Tareas por hacer ▸
a - Responde estas preguntas sobre el texto de la leyenda del Cristo de la Sangre:
(i) ¿Sobre qué imagen se escribió hace poco?
(ii) ¿Desde tiempos de qué pueblo se sabe que Málaga ha estado vinculada al Mediterráneo?
(iii) ¿Qué escritor recogió hace mucho esta leyenda?
b - Traduce al inglés esta oración del texto de la leyenda del Cristo de la Sangre: "Que Málaga ha estado vinculada al Mediterráneo se sabe desde tiempos de los fenicios."
c - Copia de nuevo un tramo del texto de la leyenda del Cristo de la Sangre y cambia "Ciudad costera" por "Ciudad portuaria". Empieza en las palabras "Que Málaga ha" y termina después de "Diego Vázquez Otero.".

Fragmento del texto ▸
▶

Las leyendas marinas son, como la vida pirata, las leyendas mejores. La de pescador es una profesión dura, peligrosa y que mantiene, paradójicamente, a los hombres de mar con los pies bien asentados en la tierra: tienen que tenerlos para ser precavidos y conservar su respeto a las aguas que, como los profesores peritas, cuando menos te lo esperas, te juegan una mala pasada.
Y si unimos a las historias marineras el componente religioso, los relatos que surgen de dicha conjunción sólo pueden resultar fascinantes. Si hace poco escribimos sobre el origen y el milagro de la imagen del Cristo de Cabrilla, hoy es el turno de hacerlo sobre la antigua talla del Cristo de la Sangre, cuya aparición se pierde, pues eso, en un mar de tiempo y agua salada.
Que Málaga ha estado vinculada al Mediterráneo se sabe desde tiempos de los fenicios. Ciudad costera, la pesca ha sido desde siempre una forma de ganarse el pan y los espetos. Por tanto, no ha de faltar una leyenda como ésta que ya hace mucho fuera recogida por el escritor Diego Vázquez Otero.

◀

(Registros extraídos de una colección)

▶

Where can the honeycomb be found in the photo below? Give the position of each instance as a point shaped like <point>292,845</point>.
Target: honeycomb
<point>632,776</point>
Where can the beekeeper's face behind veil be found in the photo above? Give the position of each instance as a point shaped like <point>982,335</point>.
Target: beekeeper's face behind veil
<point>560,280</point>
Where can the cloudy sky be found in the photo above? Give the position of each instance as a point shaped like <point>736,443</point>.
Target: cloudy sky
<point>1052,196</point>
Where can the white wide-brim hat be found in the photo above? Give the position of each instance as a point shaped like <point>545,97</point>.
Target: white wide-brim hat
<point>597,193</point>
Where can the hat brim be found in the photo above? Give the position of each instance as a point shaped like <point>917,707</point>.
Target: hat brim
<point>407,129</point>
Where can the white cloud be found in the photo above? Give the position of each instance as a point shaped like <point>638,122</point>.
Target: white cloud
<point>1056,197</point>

◀

Lista de respuestas ▸
a -
(i) Sobre la imagen del Cristo de Cabrilla.
(ii) Desde tiempos de los fenicios.
(iii) Diego Vázquez Otero.

b - That Málaga has been linked to the Mediterranean has been known since the time of the Phoenicians.

c -
Que Málaga ha estado vinculada al Mediterráneo se sabe desde tiempos de los fenicios. Ciudad portuaria, la pesca ha sido desde siempre una forma de ganarse el pan y los espetos. Por tanto, no ha de faltar una leyenda como ésta que ya hace mucho fuera recogida por el escritor Diego Vázquez Otero.